_ЗАДАНИЕ_
Перескажите кратко в виде списка абзац текста, который начинается словами «Известно очень мало о формах», и сохраните его основные факты.

Не только ритуальные действия воспроизводились в благоговении и таком же напряжении чувств, что и в работные дни, но самые незначительные, может быть, для внешнего взгляда проявления сладостного отдохновения, или, как писал Иван Грозный, «отдуху», а его современники понимали как отдшение, отдышение, отдыхновение — вздох облегчения на ниве жизни.

Известно очень мало о формах такого отдыха, свойственных средневековому человеку, и судить о них мы можем только по косвенным данным, по тем речевым формулам, которые дошли до нас или сохранились в древних текстах. Со стороны покажется, что бранные речи, веселые застолья, скабрезные и глупые шутки тех времен слишком грубы, — но они были естественными, отражали реальность того существования. Это была культура языческая — культура тела, которая развивалась в культуру христианской души. Осветленная духом, она не поднималась еще до духовного, поскольку условия жизни еще не готовы были для этого взлета. До нас дошло слишком мало свидетельств этого, в основном речи, застывшие на страницах рукописных книг, и часто мы не знаем, в каком контексте они употреблялись, какое место занимали в действительной жизни людей. Быть может, не самое главное и, уж конечно, не самое важное. Радости жизни отрицаются церковью, искореняются монахами, осуждаются священниками в церкви. Но природа требует своего, и запреты одолеваются неистребимым вкусом к жизни, в которой так мало радости и так много печали.

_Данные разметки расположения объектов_
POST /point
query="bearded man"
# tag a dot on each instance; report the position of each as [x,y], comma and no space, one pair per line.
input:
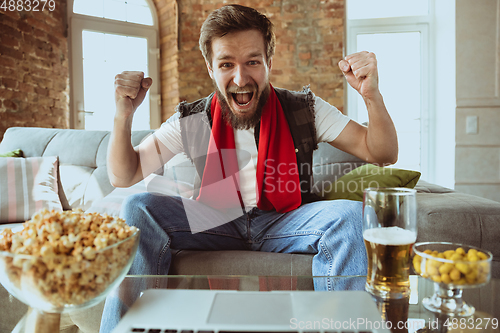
[252,146]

_ОЖИДАЕМЫЙ ОТВЕТ_
- О формах отдыха средневекового человека известно очень мало. Судить о них можно только по косвенным данным, то есть по речевым формулам, сохранившимся в древних текстах.
- Бранные речи, веселые застолья, скабрезные и глупые шутки того времени кажутся грубыми, но они были естественными и отражали реальность жизни.
- Это была языческая культура тела, которая развивалась в культуру христианской души. До духовного она еще не поднималась, так как условия жизни к этому не были готовы.
- Свидетельств сохранилось мало, в основном это речи в рукописных книгах. Часто неизвестно, в каком контексте они звучали и какое место занимали в жизни людей.
- Церковь, монахи и священники отрицали и осуждали радости жизни. Но неистребимый вкус к жизни, в которой мало радости и много печали, одолевал эти запреты.